INSTRUCTIONS TO FOLLOW: Please reproduce every entry below without omitting a single line.

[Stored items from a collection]

○ ○ ○ ○

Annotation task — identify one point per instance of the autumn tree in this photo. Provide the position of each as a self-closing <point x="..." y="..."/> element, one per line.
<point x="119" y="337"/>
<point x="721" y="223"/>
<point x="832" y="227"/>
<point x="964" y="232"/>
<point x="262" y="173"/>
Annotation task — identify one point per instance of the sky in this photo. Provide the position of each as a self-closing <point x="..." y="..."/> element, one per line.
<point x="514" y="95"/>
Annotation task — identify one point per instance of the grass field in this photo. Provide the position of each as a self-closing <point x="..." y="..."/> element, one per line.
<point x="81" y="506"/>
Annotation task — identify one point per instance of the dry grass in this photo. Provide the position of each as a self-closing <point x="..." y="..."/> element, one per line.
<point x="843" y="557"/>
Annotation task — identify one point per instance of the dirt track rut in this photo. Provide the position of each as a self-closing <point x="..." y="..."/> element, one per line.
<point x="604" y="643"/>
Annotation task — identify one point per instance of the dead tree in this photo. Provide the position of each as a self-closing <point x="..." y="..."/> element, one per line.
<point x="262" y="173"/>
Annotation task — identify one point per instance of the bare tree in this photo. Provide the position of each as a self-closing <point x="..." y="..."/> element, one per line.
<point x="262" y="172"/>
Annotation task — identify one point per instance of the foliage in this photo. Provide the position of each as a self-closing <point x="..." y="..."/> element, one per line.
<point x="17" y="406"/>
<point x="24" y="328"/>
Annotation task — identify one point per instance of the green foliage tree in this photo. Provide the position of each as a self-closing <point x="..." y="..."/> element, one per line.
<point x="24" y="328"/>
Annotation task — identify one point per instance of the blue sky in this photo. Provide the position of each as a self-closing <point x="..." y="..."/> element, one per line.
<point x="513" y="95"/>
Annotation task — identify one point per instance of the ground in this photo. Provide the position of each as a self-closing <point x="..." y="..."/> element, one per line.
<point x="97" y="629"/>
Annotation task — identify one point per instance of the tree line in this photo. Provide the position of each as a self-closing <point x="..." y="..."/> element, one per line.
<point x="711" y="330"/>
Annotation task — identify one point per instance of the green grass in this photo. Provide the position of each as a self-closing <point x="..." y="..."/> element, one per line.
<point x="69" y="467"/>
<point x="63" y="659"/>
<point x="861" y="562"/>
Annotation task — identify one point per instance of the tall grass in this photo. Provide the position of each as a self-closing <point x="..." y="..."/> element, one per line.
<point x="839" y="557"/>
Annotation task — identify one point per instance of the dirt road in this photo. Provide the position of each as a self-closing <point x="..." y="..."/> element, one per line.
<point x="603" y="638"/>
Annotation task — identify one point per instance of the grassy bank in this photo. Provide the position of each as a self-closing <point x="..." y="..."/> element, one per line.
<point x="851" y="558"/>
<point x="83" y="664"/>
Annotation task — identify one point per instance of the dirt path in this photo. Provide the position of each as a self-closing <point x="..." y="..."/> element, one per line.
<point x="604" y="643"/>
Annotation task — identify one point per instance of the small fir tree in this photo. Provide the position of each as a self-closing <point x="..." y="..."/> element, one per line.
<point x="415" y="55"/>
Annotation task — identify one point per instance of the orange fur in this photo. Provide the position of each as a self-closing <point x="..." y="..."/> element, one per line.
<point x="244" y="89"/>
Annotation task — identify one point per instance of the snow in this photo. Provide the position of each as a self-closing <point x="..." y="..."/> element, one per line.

○ ○ ○ ○

SOLUTION TO THIS TASK:
Annotation task — identify one point per instance of the autumn tree in this photo. Provide the position of each as a self-closing <point x="..." y="..."/> element, one per line.
<point x="119" y="337"/>
<point x="721" y="223"/>
<point x="832" y="227"/>
<point x="964" y="232"/>
<point x="262" y="173"/>
Annotation task — identify one point per instance of the sky in this photo. Provide the position of each as a self-closing <point x="..." y="..."/> element, one per line.
<point x="514" y="95"/>
Annotation task — identify one point per instance of the grass field in this photo. Provide the position of each as a self-closing <point x="..." y="..."/> element, one per line.
<point x="81" y="506"/>
Annotation task — identify one point per instance of the dry grass in this photo. Provide the position of each as a self-closing <point x="..." y="..."/> element, one per line.
<point x="843" y="557"/>
Annotation task — identify one point per instance of the dirt track rut in this photo. Provide the position of each as a self-closing <point x="..." y="..."/> element, one per line.
<point x="604" y="643"/>
Annotation task — identify one point per instance of the dead tree in this photo. Provide the position of each as a self-closing <point x="..." y="..."/> element, one per line.
<point x="262" y="173"/>
Annotation task — identify one point per instance of the bare tree in this photo. Provide the position of each as a self-closing <point x="..." y="..."/> element, one per line.
<point x="262" y="172"/>
Annotation task — identify one point per instance of the foliage in this photo. Provide the position of each as a self-closing <point x="..." y="..."/> element, one per line.
<point x="17" y="406"/>
<point x="24" y="328"/>
Annotation task — identify one point per instance of the green foliage tree in this photo. Provide the position of each as a self-closing <point x="..." y="..."/> element, one per line.
<point x="24" y="328"/>
Annotation task — identify one point per instance of the blue sky in this photo. Provide the position of each as a self-closing <point x="..." y="..."/> element, one per line.
<point x="513" y="95"/>
Annotation task — identify one point per instance of the ground in this photo. Provide the position of each as a self-closing <point x="..." y="..."/> element, one per line.
<point x="97" y="629"/>
Annotation task — identify one point per instance of the tree line in this photo. Provide the position of each as a self-closing <point x="..." y="..."/> element, one per line.
<point x="711" y="330"/>
Annotation task — identify one point per instance of the green grass in this photo. Provide the position of each as a self-closing <point x="..." y="..."/> element, one per line.
<point x="69" y="467"/>
<point x="63" y="659"/>
<point x="861" y="562"/>
Annotation task — identify one point per instance of the tall grass in this photo. Provide the position of each as a self-closing <point x="..." y="..."/> element, one per line.
<point x="839" y="557"/>
Annotation task — identify one point per instance of the dirt road in this photo. Provide the position of each as a self-closing <point x="..." y="..."/> element, one per line.
<point x="603" y="638"/>
Annotation task — identify one point per instance of the grassy bank in this photo. Provide the position of each as a self-closing <point x="..." y="..."/> element, one per line.
<point x="851" y="558"/>
<point x="83" y="664"/>
Annotation task — identify one point per instance of the dirt path in this photo. Provide the position of each as a self-closing <point x="..." y="..."/> element, one per line.
<point x="604" y="643"/>
Annotation task — identify one point per instance of the small fir tree in this photo. Provide the position of each as a self-closing <point x="..." y="..."/> element, one per line.
<point x="415" y="55"/>
Annotation task — identify one point per instance of the orange fur in this photo. Provide the position of each as a self-closing <point x="..." y="..."/> element, one per line.
<point x="244" y="89"/>
Annotation task — identify one point per instance of the snow in this photo. Provide the position of each as a self-closing <point x="..." y="..."/> element, one per line.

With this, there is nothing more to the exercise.